Description of the task
An unchanged copy of all the lines below is expected, and it should contain no pictures.

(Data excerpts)
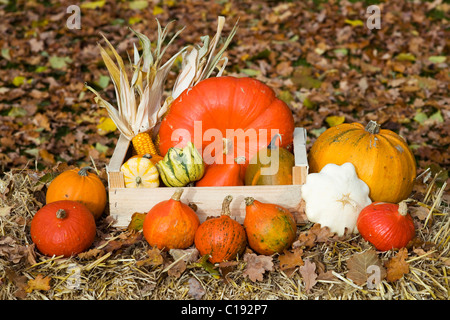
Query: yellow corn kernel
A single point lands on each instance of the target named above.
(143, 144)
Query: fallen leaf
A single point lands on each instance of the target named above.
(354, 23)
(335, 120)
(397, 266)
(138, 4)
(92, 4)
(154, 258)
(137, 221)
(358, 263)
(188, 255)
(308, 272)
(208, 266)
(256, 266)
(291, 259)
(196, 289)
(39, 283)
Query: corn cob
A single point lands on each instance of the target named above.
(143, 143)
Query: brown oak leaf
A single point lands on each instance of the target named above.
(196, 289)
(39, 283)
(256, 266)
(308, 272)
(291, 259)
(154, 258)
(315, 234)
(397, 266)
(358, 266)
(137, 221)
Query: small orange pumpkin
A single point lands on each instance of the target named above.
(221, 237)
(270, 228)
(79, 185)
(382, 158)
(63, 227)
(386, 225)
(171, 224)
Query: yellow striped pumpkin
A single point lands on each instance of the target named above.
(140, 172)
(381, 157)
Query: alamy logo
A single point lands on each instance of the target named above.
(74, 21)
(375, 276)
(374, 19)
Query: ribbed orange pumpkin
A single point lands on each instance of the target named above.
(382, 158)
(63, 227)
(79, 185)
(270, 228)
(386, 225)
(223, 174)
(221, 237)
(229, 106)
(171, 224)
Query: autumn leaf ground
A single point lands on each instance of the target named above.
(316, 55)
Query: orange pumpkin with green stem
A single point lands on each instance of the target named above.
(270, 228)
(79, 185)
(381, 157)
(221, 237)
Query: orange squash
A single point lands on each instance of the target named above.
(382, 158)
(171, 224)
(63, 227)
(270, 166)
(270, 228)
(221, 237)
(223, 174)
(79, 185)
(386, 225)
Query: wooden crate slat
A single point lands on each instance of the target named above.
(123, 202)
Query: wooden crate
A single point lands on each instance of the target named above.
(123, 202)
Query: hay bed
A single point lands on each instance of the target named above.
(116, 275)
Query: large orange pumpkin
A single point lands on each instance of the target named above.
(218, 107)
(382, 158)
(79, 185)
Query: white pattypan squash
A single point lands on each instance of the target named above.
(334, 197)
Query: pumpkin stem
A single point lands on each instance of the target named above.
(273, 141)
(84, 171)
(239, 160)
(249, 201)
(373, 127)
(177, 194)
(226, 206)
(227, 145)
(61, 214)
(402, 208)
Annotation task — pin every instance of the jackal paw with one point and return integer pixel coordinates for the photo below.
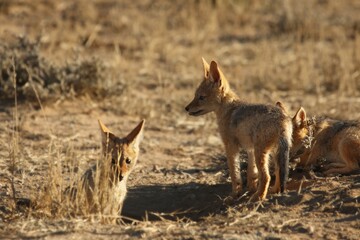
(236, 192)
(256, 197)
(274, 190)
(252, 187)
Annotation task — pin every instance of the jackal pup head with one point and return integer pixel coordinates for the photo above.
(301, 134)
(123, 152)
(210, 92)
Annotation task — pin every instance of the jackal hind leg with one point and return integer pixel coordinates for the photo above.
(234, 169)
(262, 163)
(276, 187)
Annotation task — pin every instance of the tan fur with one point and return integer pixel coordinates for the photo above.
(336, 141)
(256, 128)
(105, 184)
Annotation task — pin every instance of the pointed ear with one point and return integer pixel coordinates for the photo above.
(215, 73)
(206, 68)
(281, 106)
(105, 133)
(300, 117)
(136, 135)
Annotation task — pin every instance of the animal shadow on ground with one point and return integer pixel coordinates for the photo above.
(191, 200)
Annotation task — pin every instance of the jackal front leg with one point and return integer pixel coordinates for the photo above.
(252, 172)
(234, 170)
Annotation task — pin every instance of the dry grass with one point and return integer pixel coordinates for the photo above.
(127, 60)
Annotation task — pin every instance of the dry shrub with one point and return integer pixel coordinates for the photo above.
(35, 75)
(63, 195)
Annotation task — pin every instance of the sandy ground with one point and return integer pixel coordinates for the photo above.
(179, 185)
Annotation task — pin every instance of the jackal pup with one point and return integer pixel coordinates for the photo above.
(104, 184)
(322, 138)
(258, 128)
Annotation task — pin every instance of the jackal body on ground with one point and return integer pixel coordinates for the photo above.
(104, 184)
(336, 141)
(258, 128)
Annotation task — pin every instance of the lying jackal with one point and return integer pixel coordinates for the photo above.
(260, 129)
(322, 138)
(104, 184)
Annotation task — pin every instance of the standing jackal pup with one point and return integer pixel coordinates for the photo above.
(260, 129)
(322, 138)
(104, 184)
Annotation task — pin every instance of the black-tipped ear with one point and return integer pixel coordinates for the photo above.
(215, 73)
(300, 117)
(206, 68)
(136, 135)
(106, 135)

Answer below
Query: yellow corn kernel
A single point lands on each instance of the target named above.
(143, 144)
Query: fallen leaf
A single point lands on each instance of the target named above.
(354, 23)
(335, 120)
(397, 266)
(138, 4)
(92, 4)
(154, 258)
(137, 221)
(358, 263)
(188, 255)
(308, 272)
(208, 266)
(256, 266)
(291, 259)
(196, 289)
(39, 283)
Query: corn cob
A single point lands on each instance of the target named above.
(143, 143)
Query: brown oak leaf
A single point lands on each instance of the target named above.
(196, 289)
(39, 283)
(256, 266)
(308, 272)
(291, 259)
(154, 258)
(315, 234)
(397, 266)
(358, 266)
(137, 221)
Query: small orange pumpkin
A single point lands on each instance of the target named above.
(221, 237)
(270, 228)
(79, 185)
(382, 158)
(63, 227)
(386, 225)
(171, 224)
Query: yellow striped pumpkin
A single point lands on each instance of the target named above.
(140, 172)
(381, 157)
Query: alamy logo
A single point lands on each instance of the target named above.
(74, 21)
(375, 276)
(374, 19)
Query: ribbed orange pumpkin
A single point lands on each instance of the target named above.
(382, 158)
(63, 227)
(79, 185)
(270, 228)
(386, 225)
(223, 174)
(221, 237)
(229, 106)
(171, 224)
Query: autumn leaf ground
A single point lands on each instance of the target named above.
(316, 55)
Query: orange pumpkin with green stem
A single point lands on each instance of the target named above.
(270, 228)
(79, 185)
(381, 157)
(221, 237)
Query: orange squash
A single point lands on each instance of the target named above.
(382, 158)
(171, 224)
(63, 227)
(270, 166)
(270, 228)
(221, 237)
(223, 174)
(79, 185)
(386, 225)
Query: wooden crate slat
A single point lands on each instance of the target named above.
(123, 202)
Query: wooden crate
A single point lands on each instance of the target named above.
(123, 202)
Query: hay bed
A single point lands on each instance of the target named above.
(116, 275)
Query: large orange pumpkin
A single point lands on each instance of the target named above.
(218, 107)
(382, 158)
(79, 185)
Query: white pattypan squash
A single point lands on each instance of the target named above.
(334, 197)
Query: pumpkin stem
A single point lands on each instance of the target named above.
(273, 141)
(84, 171)
(239, 160)
(249, 201)
(373, 127)
(177, 194)
(226, 206)
(227, 145)
(61, 214)
(402, 208)
Annotation task — pin every instance of the jackal paw with one point and return integer pixel coordinates for the photo below.
(236, 192)
(256, 197)
(274, 190)
(252, 187)
Annotation task — pin every instance of the jackal pup head with one point and return integer pixel coordinates for the photo above.
(301, 134)
(123, 152)
(210, 92)
Annotation task — pin every instance of the jackal hind leg with one point and return integer pixel coordinates for the photo above.
(234, 169)
(262, 163)
(276, 187)
Annotation task — pin every instance of the tan fur with one point and return integer pixel coordinates for the photo above.
(336, 141)
(256, 128)
(105, 184)
Annotation task — pin every instance of the pointed ear with one point and return integer pixel coordinates for the photo above.
(215, 73)
(206, 68)
(281, 106)
(105, 133)
(300, 117)
(136, 135)
Annotation task — pin every instance of the animal shadow on ground with one point and return integer pixel coordinates for the photo above.
(191, 200)
Annotation task — pin every instance of the jackal front leg with one point and return integer pixel coordinates for the photo above.
(252, 172)
(234, 170)
Annotation task — pin every instance of the dry grass with one point and return integer pixel coordinates for the photo above.
(127, 60)
Annotation task — pin every instance of the dry shrub with one point and return integer pixel coordinates for the photo above.
(35, 75)
(63, 195)
Annotation task — pin every instance of the sandy ground with one point and return integer pixel coordinates for the photo above.
(179, 185)
Annotation task — pin every instance of the jackal pup with one point and return integer pixel coordinates for the photo above.
(104, 184)
(322, 138)
(258, 128)
Annotation task — pin every instance of the jackal body on ground with one point and return integer pixel coordinates for the photo above.
(104, 184)
(336, 141)
(258, 128)
Annotation task — pin every instance of the lying jackal with one point and return integer pixel coordinates for the photo above.
(260, 129)
(322, 138)
(104, 184)
Annotation task — pin every instance of the standing jackal pup with one point and return integer pixel coordinates for the photo above.
(260, 129)
(322, 138)
(104, 184)
Annotation task — pin every instance of the black-tipped ear with one point and return integer pixel coordinates for the photo above.
(215, 73)
(300, 117)
(206, 68)
(136, 135)
(106, 135)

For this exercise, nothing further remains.